- WHAT IS NEEDED -
Copy the records from the line containing "Where can you see the fingernail?" through the end of the records, requests included, and shift every recorded point coordinate by adding 147 to it. Give only those lines.

[Coordinate labeling data]
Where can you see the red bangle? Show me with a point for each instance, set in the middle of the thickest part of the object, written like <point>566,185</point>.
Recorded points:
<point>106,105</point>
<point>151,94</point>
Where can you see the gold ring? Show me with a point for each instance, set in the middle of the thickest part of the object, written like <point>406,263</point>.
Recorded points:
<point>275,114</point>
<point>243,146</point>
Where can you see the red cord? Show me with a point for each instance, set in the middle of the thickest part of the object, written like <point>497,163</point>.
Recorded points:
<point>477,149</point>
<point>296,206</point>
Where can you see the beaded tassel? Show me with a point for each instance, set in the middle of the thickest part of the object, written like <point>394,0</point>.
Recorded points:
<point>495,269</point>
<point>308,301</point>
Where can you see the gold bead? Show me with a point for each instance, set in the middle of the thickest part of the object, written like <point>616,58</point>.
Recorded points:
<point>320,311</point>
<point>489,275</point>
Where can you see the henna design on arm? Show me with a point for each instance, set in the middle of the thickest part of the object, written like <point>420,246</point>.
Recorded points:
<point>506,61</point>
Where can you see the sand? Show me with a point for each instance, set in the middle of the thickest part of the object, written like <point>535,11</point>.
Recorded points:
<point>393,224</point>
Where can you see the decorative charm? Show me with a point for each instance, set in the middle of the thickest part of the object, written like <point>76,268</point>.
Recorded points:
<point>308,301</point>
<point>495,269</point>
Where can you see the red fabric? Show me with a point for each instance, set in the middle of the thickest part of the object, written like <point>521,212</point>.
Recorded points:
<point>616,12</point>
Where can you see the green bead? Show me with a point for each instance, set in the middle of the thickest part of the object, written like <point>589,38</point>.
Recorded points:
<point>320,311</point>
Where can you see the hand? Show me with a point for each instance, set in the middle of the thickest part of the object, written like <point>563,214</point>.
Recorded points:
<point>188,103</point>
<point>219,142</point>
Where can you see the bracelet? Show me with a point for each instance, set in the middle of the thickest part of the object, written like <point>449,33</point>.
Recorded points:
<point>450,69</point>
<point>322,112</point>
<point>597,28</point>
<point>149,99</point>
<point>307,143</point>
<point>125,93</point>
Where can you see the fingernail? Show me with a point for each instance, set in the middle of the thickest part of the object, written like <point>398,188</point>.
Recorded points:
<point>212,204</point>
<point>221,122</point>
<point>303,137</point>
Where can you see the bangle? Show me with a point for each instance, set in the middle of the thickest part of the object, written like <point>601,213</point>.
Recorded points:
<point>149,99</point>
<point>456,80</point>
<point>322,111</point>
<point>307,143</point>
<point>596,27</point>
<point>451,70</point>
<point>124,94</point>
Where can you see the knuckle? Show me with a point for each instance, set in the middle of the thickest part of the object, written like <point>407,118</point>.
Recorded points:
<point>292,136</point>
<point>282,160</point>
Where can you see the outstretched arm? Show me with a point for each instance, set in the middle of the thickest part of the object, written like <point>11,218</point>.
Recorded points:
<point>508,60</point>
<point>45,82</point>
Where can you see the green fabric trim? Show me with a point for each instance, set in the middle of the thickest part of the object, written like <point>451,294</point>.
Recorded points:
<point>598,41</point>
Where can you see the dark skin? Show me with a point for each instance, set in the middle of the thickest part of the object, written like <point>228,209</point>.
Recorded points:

- WORKED SOLUTION -
Where can you see the fingernail? Show me with a point for each instance, set in the middle of the thickest part of the object, written like <point>398,188</point>.
Recorded points:
<point>359,351</point>
<point>368,269</point>
<point>450,284</point>
Where can you see the bangle? Show me with a point for each instance, set in the middle of the thickest part of the object, written like <point>601,213</point>.
Recorded points:
<point>296,246</point>
<point>603,227</point>
<point>469,258</point>
<point>454,290</point>
<point>743,174</point>
<point>598,217</point>
<point>271,241</point>
Where can you see the knuckle? Show me with a point for each instance, set in the middle of the thickest part of the object, written like <point>407,118</point>.
Recorded points:
<point>439,283</point>
<point>429,307</point>
Where can you see the outstretched arm? Show me with a point for each instance, set in the middle of the thickest part of the object, written like <point>11,218</point>.
Recorded points:
<point>655,207</point>
<point>192,229</point>
Where can you see the green fabric trim? Show me with a point for each instance, set in the middle of the thickest part of the object, written like <point>451,294</point>.
Recorded points:
<point>745,188</point>
Where can you see the dark skin? Show me with a point for each instance, set in the middle of the thickest part of the object, written like <point>228,209</point>.
Recorded points:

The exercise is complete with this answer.